## Begin EXCERPTED TEXT

The Purpose of Treasury Transformation: Bridging the Gap
We have a clear question: what is the ultimate goal of treasury transformation? The answer is quite straightforward, as Kevin Braeckman explains: it’s all about better supporting the company.
You see, the treasury department plays a crucial role in any company. It’s not just the guy who keeps track of the money. Instead, it supports the company’s operations by managing financial risks, ensuring cash availability, and much more. But what happens when there’s a gap between what the treasury department could do to best support the company and what it’s doing? This is where treasury transformation steps in.
Kevin talks about two levels of support a treasury department can provide. At the group level, it’s about ensuring cash is available for investments. This could be achieved by centralising cash to support HQ entities or hitting the debt markets to raise additional funds.
But the support doesn’t stop there. At the business level, the treasury department ensures enough cash for day-to-day operations and helps businesses understand the risks they face from these operations. For example, the treasury department can educate about the impact of sending an invoice in a foreign currency.
However, the reality is that many treasury departments want to offer this comprehensive support but are bogged down with day-to-day operations. They’re so caught up in manual, repetitive tasks that there’s less time for value-add strategic support. This is where treasury transformation can be a game-changer.
Through treasury transformation, processes and systems can be set up and automated to reduce the burden of manual, repetitive tasks. This frees up more time for the treasury department to focus on strategic support for the company. In short, treasury transformation is all about helping your treasury department work smarter, not harder, to provide the support your company needs.
When is the Right Time for Treasury Transformation?
Let’s talk about the big question – when is the right time for a company to take a leap of faith and initiate its treasury transformation journey? Our expert, Kevin, points out that the triggers can vary greatly, but three common scenarios often light the fuse.

## End EXCERPTED TEXT
## Begin DATASET EXCERPTS

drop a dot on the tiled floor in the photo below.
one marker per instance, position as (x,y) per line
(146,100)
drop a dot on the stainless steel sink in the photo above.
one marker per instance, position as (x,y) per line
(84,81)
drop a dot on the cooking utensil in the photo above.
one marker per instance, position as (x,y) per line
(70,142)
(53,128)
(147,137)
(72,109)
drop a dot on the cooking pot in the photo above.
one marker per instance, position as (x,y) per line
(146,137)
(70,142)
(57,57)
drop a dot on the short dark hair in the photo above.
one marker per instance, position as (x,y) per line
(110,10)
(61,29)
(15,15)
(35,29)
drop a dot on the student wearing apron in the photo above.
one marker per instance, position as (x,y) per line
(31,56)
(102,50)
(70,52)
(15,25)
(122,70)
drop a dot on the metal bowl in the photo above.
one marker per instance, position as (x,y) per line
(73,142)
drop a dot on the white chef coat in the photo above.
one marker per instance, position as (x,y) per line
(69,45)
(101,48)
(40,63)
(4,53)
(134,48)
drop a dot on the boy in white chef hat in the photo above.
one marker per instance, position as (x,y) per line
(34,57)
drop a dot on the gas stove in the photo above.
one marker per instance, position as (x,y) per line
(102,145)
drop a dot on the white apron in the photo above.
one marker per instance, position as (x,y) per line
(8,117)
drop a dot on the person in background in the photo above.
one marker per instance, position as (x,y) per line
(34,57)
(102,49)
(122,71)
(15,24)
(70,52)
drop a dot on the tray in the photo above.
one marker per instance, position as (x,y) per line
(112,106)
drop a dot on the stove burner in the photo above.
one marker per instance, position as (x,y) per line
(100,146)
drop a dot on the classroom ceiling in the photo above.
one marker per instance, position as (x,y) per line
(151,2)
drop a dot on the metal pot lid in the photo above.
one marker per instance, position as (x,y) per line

## End DATASET EXCERPTS

*WRITTEN INSTRUCTION 1*.
In the treasury transformation text, what does Kevin Braeckman say the ultimate goal of treasury transformation is?
*WRITTEN INSTRUCTION 2*.
In the treasury transformation text, copy out the stretch from "Kevin talks about" through "be a game-changer." word for word.

*REPLY 1*.
It's all about better supporting the company.

*REPLY 2*.
Kevin talks about two levels of support a treasury department can provide. At the group level, it’s about ensuring cash is available for investments. This could be achieved by centralising cash to support HQ entities or hitting the debt markets to raise additional funds.
But the support doesn’t stop there. At the business level, the treasury department ensures enough cash for day-to-day operations and helps businesses understand the risks they face from these operations. For example, the treasury department can educate about the impact of sending an invoice in a foreign currency.
However, the reality is that many treasury departments want to offer this comprehensive support but are bogged down with day-to-day operations. They’re so caught up in manual, repetitive tasks that there’s less time for value-add strategic support. This is where treasury transformation can be a game-changer.